Consegna 1:
Rispondi a queste domande sul provvedimento della Cassazione:
(a) Chi è il Presidente del collegio?
(b) Quale avvocato rappresenta e difende la Casearia Art Srl?
(c) In quale data è stata depositata la sentenza della Commissione Tributaria Regionale di Napoli?
Consegna 2: Prosegui il provvedimento della Cassazione a partire dall'ultima frase riportata.

Brano scelto:
_____
Sentenza Sentenza Cassazione Civile n. 15065 del 22/06/2010

Cassazione civile sez. trib., 22/06/2010, (ud. 11/05/2010, dep. 22/06/2010), n.15065

LA CORTE SUPREMA DI CASSAZIONE

SEZIONE TRIBUTARIA

Composta dagli Ill.mi Sigg.ri Magistrati:

Dott. LUPI Fernando – Presidente –

Dott. D’ALESSANDRO Paolo – Consigliere –

Dott. GIACALONE Giovanni – Consigliere –

Dott. DI IASI Camilla – Consigliere –

Dott. DI BLASI Antonino – rel. Consigliere –

ha pronunciato la seguente:

ordinanza

sul ricorso proposto da:

AGENZIA DEL TERRITORIO, in persona del legale rappresentante pro

tempore, rappresentata e difesa dall’Avvocatura Generale dello

Stato, nei cui Uffici, in Roma, Via dei Portoghesi, 12 è

elettivamente domiciliata;

– ricorrente –

contro

CASEARIA ART SRL, in persona del legale rappresentante pro tempore,

rappresentata e difesa, giusta delega in calce al controricorso,

dall’Avv. TRIVOLI Alessandro, elettivamente domiciliata in Roma, Via

del Poggio Laurentino, 66, presso lo studio “Trivoli &

Associati”;

– controricorrente –

avverso la sentenza n. 141/48/2006 della Commissione Tributaria

Regionale di Napoli, Sezione n. 48, in data 21.09.2006, depositata

il 25.10.2006.

Udita la relazione della causa svolta nella Camera di consiglio

dell’11 maggio 2010 dal Relatore Dott. Antonino Di Blasi;

Presente il P.M., Dr. CENICCOLA Raffaele.

 

Fatto

SVOLGIMENTO DEL PROCESSO E MOTIVI DELLA DECISIONE

La Corte:

Considerato che nel ricorso iscritto al n. 31930/2007 R.G., è stata depositata in cancelleria la seguente relazione:

“1 – E’ chiesta la cassazione della sentenza n. 141/48/2006, pronunziata dalla C.T.R. di Napoli, Sezione n. 48, il 21.09.2006 e DEPOSITATA il 25 ottobre 2006.
_____
Record estratti:
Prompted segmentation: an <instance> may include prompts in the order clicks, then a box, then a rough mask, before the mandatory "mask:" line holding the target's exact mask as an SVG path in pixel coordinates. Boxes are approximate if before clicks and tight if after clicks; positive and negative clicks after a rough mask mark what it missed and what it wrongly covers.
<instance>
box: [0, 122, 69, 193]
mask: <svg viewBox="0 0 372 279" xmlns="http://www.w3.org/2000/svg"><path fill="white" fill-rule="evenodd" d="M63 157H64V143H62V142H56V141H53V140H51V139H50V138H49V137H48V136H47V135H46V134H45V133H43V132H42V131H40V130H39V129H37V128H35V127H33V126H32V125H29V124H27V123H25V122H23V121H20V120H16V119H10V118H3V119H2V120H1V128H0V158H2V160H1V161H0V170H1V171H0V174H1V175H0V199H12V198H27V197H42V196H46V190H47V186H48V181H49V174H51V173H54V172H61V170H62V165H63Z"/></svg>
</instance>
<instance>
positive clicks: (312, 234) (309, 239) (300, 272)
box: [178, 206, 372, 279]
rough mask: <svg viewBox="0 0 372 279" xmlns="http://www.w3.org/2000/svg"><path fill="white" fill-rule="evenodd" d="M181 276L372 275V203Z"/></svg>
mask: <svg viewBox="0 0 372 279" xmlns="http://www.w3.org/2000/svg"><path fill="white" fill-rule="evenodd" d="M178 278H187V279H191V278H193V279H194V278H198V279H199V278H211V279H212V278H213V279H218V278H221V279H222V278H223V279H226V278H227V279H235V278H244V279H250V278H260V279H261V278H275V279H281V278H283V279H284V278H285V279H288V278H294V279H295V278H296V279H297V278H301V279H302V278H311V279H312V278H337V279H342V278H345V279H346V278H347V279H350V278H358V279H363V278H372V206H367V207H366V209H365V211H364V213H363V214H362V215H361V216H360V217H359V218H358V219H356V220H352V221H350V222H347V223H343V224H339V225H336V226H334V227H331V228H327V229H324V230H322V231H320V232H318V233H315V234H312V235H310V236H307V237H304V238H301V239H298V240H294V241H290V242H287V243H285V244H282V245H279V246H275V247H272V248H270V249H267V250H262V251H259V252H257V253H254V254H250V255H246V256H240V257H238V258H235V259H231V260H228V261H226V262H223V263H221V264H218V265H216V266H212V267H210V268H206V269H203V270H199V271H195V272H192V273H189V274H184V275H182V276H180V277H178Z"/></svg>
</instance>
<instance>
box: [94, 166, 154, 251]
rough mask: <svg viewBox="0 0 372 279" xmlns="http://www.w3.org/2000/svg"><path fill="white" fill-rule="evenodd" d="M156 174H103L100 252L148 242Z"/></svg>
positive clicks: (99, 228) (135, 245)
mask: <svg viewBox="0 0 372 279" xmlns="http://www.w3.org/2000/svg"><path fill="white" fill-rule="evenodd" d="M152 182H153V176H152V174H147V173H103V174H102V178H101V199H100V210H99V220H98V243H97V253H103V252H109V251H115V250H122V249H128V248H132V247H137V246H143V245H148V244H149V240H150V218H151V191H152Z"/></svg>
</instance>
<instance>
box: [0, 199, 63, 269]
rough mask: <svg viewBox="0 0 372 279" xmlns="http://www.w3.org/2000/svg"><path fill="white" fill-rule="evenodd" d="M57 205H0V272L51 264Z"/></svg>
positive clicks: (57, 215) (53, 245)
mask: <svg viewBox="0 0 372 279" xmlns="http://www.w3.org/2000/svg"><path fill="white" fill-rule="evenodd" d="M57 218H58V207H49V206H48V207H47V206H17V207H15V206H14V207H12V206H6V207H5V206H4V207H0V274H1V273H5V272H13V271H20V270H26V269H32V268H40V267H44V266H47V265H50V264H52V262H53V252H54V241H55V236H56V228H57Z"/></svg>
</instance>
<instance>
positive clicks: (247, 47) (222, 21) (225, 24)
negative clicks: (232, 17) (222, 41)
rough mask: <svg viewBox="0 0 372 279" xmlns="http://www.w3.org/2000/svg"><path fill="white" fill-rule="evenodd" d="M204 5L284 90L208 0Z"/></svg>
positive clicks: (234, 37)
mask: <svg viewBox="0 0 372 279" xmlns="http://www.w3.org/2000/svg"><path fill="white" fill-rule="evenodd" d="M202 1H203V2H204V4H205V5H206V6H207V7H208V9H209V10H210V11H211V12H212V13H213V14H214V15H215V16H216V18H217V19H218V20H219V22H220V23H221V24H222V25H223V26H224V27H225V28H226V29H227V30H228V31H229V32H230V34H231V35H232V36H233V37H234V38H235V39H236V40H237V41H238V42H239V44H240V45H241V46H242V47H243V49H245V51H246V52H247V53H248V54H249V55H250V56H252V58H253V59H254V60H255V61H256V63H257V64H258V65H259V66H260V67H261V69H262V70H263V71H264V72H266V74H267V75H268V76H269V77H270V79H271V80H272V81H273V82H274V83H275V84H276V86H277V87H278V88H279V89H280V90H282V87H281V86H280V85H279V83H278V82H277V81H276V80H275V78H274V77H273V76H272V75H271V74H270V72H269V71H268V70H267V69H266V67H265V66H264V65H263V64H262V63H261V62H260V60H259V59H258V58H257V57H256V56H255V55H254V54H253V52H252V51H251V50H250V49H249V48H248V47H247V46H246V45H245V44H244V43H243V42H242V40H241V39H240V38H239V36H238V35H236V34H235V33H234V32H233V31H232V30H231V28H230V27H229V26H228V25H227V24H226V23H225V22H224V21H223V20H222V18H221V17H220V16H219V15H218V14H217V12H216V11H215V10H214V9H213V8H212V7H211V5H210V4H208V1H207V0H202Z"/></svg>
_____
Risposta 1:
(a) Il Dott. Fernando Lupi.
(b) L'Avv. Alessandro Trivoli.
(c) Il 25 ottobre 2006.

Risposta 2:
Con tale decisione, la Commissione di merito, ha dichiarato inammissibile l’appello dell’Agenzia del Territorio, per novità delle censure proposte.

2 – L’impugnazione di che trattasi, che riguarda avvisi di liquidazione imposta ipotecaria a seguito di revoca delle agevolazioni godute del D.P.R. n. 601 del 1973, ex artt. 15 e 19 si articola in due motivi con cui si deduce violazione del D.Lgs. n. 546 del 1992, art. 36 – nullità della sentenza – nonchè omessa motivazione della pronuncia impugnata.

3 – L’intimata, giusto controricorso, ha chiesto che l’impugnazione venga dichiarata inammissibile e, comunque, rigettata.

4 – L’impugnazione non può trovare ingresso per omesso deposito di copia autentica dell’impugnata sentenza; in effetti, come si evince dalla nota di deposito e iscrizione a ruolo, la ricorrente, in quella sede si era riservata di effettuare la produzione, prescritta dall’art. 369 c.p.c., n. 2, ma non consta a ciò abbia provveduto separatamente con le modalità di legge.

5 – Si ritiene, quindi, sussistano i presupposti per la trattazione del ricorso in Camera di Consiglio e la definizione, ai sensi degli artt. 375 e 380 bis c.p.c., con la declaratoria di improcedibilità del ricorso.

Il Relatore Cons. Dott. Antonino Di Blasi”.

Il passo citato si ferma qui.